> _Given instruction_:
Return nothing but the lines from the line containing "Place one point on every instance of the sand pile" through the last line of the records, reproduced exactly.

-- begin --

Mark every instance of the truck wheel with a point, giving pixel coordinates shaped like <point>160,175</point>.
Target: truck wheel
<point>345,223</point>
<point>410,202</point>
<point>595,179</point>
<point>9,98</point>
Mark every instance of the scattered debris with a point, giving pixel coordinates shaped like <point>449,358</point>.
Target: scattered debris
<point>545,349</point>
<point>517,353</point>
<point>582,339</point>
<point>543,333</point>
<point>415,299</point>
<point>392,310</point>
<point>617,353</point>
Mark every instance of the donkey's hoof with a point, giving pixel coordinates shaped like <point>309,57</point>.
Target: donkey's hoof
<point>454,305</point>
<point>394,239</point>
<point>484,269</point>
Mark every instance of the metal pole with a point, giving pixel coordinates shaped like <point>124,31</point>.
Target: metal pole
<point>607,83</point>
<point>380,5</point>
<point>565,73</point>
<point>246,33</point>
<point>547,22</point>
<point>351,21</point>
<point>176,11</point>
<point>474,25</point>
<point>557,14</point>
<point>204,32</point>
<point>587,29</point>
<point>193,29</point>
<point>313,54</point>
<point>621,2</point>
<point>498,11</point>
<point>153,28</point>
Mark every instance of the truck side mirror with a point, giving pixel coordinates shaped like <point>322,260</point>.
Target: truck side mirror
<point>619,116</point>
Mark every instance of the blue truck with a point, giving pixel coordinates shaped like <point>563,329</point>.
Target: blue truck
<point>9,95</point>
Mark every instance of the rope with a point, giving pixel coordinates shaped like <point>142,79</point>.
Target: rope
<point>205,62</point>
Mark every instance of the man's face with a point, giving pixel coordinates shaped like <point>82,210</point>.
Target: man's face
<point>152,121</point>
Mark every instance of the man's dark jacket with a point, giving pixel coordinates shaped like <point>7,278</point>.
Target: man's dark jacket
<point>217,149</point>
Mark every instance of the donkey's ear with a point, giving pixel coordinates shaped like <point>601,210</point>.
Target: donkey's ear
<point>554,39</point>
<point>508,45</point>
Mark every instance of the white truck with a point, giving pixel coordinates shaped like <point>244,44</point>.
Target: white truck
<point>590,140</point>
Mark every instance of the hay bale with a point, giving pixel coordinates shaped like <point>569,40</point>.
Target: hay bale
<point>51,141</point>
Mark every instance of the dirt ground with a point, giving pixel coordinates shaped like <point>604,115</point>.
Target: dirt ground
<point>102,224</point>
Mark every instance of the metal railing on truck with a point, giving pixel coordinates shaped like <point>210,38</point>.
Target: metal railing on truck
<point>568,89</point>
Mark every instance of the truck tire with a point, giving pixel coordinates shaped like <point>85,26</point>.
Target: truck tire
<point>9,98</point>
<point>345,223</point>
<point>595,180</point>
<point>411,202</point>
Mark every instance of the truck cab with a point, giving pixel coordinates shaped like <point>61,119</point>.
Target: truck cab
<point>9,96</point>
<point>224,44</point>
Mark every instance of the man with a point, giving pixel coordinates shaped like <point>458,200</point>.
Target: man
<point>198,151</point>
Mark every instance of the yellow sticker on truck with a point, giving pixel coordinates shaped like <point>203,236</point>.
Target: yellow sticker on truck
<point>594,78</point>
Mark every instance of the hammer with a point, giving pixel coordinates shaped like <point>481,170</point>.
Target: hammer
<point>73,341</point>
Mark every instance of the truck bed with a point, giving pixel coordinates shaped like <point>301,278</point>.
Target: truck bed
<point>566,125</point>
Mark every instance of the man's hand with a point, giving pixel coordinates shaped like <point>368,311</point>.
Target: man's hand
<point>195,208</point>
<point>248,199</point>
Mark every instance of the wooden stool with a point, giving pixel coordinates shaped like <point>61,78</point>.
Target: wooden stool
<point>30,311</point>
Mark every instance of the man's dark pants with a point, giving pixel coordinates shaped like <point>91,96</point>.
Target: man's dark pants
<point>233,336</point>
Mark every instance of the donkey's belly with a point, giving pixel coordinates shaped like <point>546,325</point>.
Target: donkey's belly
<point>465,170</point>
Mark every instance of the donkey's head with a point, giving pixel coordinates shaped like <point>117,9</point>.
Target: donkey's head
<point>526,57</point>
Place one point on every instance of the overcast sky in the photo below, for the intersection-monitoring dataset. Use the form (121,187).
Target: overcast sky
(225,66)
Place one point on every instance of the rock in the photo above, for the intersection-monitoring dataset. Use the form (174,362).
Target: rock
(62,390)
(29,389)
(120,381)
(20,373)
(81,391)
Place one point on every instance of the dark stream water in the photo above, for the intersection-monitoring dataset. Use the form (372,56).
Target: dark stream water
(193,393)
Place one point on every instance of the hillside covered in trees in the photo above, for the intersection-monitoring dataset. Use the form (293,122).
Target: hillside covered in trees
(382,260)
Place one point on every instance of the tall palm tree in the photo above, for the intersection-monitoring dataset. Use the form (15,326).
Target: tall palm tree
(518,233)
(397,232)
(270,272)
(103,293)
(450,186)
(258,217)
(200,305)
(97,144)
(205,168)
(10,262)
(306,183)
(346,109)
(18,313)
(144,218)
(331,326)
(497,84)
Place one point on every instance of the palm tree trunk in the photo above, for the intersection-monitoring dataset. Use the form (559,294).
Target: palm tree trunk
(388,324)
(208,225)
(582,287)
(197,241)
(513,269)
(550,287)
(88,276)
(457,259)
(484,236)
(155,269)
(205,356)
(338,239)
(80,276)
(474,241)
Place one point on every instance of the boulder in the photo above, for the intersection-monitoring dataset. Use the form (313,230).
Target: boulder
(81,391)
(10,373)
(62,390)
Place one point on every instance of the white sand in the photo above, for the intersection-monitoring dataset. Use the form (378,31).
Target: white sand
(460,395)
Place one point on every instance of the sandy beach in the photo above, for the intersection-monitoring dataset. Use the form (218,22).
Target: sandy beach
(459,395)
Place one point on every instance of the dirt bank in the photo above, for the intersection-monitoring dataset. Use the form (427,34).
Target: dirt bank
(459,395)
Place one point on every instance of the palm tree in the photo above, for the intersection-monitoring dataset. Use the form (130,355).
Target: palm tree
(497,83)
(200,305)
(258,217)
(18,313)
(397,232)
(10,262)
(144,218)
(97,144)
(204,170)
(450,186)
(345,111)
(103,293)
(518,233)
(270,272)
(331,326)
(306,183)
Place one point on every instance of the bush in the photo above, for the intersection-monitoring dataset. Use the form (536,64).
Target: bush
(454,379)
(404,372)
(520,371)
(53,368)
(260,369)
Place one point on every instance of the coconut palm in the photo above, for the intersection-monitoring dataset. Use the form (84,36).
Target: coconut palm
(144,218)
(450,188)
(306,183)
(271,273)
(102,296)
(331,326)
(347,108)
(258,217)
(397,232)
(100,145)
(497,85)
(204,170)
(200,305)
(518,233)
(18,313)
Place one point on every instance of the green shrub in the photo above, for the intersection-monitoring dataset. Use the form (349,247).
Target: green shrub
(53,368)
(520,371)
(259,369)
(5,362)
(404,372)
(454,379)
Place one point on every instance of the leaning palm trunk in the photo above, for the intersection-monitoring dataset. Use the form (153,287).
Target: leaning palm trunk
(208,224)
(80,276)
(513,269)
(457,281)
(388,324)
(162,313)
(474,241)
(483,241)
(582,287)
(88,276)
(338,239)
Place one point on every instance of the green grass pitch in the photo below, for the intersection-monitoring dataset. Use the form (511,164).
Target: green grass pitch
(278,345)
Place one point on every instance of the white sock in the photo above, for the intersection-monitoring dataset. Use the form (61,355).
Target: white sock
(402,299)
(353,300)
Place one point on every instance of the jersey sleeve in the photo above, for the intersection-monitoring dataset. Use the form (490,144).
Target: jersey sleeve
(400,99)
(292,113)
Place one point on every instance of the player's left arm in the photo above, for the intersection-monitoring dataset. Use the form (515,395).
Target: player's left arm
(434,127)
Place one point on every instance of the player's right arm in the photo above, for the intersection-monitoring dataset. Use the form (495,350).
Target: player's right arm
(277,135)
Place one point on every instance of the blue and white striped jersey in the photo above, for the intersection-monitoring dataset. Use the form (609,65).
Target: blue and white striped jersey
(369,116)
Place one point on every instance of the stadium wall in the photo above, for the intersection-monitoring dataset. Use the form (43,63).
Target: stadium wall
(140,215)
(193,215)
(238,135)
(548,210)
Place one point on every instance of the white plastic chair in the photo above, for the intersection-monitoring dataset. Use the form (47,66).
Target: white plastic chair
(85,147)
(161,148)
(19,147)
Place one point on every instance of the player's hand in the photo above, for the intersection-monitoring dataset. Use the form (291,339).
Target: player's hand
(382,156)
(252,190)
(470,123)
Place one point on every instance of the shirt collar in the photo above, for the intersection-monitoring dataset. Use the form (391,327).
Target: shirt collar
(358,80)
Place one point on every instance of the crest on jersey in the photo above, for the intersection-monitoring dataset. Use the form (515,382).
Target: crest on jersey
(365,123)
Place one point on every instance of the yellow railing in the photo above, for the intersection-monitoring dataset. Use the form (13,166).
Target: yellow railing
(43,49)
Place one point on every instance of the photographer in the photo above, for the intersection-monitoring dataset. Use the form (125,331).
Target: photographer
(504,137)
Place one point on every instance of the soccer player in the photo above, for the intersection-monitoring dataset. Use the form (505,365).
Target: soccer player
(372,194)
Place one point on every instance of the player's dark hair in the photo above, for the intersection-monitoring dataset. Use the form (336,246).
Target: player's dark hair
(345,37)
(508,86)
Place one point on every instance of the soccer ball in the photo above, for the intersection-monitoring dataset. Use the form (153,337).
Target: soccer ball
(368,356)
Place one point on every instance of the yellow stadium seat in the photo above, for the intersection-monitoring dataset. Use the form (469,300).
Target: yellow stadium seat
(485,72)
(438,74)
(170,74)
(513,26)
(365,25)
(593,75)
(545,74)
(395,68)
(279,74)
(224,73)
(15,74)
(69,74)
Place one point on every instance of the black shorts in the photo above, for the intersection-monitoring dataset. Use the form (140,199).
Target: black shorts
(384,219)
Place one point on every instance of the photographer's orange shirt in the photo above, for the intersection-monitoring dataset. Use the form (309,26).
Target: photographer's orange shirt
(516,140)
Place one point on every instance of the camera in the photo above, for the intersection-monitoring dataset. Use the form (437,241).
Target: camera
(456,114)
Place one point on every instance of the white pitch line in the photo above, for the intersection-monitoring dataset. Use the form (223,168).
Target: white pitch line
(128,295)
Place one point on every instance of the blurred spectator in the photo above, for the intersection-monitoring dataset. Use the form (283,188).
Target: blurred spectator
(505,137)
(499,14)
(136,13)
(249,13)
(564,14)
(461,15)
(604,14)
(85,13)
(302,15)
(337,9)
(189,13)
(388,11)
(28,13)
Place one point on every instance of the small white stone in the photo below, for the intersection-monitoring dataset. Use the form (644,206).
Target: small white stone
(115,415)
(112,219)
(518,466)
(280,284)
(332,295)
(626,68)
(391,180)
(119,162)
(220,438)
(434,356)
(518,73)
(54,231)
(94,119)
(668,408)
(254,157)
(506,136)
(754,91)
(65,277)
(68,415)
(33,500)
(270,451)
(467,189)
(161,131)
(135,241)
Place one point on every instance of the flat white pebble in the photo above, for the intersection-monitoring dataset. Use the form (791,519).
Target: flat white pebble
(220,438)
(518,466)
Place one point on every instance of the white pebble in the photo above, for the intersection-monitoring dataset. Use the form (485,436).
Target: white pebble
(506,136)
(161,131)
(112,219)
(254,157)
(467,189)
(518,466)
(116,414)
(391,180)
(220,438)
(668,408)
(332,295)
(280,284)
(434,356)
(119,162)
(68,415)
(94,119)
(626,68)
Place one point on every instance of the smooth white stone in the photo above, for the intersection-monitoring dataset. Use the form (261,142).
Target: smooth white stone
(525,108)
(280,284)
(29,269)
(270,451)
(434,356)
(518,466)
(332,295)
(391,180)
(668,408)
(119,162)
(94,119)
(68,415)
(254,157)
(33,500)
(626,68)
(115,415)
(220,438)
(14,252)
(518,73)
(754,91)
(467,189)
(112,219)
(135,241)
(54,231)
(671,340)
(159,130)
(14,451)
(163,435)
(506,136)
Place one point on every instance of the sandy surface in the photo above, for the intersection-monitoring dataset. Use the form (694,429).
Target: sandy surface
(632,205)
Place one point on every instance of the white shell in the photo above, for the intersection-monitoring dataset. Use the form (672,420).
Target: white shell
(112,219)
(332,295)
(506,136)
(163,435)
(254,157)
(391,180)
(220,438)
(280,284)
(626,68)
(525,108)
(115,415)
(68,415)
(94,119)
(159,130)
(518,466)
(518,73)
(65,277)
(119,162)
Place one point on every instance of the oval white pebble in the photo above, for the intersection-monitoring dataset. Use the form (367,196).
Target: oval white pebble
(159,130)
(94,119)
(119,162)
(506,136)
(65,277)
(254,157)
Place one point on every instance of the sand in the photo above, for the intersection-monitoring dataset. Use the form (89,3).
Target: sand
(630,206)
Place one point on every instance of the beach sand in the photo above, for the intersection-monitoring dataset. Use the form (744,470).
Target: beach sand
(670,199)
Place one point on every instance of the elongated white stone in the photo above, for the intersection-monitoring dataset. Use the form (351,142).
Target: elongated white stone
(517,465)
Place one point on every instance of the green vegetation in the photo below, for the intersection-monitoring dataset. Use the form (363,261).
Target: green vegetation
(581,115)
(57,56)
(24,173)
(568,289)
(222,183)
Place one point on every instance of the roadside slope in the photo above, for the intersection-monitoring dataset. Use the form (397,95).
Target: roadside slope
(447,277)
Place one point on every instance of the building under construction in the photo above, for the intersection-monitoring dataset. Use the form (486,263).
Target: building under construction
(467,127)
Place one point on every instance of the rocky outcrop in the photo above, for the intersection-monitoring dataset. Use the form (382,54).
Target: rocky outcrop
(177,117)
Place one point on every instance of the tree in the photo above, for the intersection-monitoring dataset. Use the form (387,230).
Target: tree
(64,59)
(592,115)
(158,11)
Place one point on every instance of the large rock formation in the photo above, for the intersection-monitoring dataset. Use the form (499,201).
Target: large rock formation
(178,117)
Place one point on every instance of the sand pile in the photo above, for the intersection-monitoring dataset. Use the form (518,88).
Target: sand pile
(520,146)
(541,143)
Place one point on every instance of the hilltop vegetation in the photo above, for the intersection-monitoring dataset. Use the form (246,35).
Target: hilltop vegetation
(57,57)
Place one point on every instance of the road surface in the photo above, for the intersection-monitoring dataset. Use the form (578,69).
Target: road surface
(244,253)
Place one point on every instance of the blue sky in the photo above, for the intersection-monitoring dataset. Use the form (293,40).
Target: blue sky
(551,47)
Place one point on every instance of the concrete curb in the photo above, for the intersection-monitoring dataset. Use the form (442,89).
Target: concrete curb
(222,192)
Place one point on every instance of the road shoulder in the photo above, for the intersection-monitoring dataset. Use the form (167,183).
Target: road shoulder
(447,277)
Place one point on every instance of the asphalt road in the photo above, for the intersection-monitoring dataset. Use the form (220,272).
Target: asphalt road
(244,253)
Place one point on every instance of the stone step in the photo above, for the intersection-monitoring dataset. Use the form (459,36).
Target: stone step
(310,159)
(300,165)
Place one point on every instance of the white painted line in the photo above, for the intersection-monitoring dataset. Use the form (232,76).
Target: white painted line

-- end --

> _Exercise solution_:
Place one point on every instance of the sand pile in the photo above, for the intersection-monitoring dataset. Use the form (518,88).
Target: sand pile
(520,146)
(541,143)
Place one point on every instance of the hilltop vegetation in the photo above, for the intersection-monitoring dataset. Use the form (246,35).
Target: hilltop vegetation
(57,57)
Place one point on every instance of the road surface in the photo above, for the intersection-monitoring dataset. Use the form (578,69).
Target: road surface
(244,253)
Place one point on every instance of the blue sky in the photo above, for the intersection-monitoring dataset. Use the form (293,40).
Target: blue sky
(551,47)
Place one point on every instance of the concrete curb in the photo above, for the intersection-monitoring dataset. Use the form (442,89).
Target: concrete curb
(222,192)
Place one point on every instance of the road shoulder in the photo above, for the intersection-monitoring dataset. Use the form (167,183).
Target: road shoulder
(447,277)
Place one point on every instance of the asphalt road in the photo above, for the intersection-monitoring dataset. Use the form (220,272).
Target: asphalt road
(244,253)
Place one point on every instance of the stone step in the photo above, for the intersection-monitoring dataset. Use the form (459,36).
Target: stone step
(310,159)
(300,165)
Place one point on every instance of the white painted line in the photo above, for the intersection-monitoring dataset. Use the form (232,76).
Target: white painted line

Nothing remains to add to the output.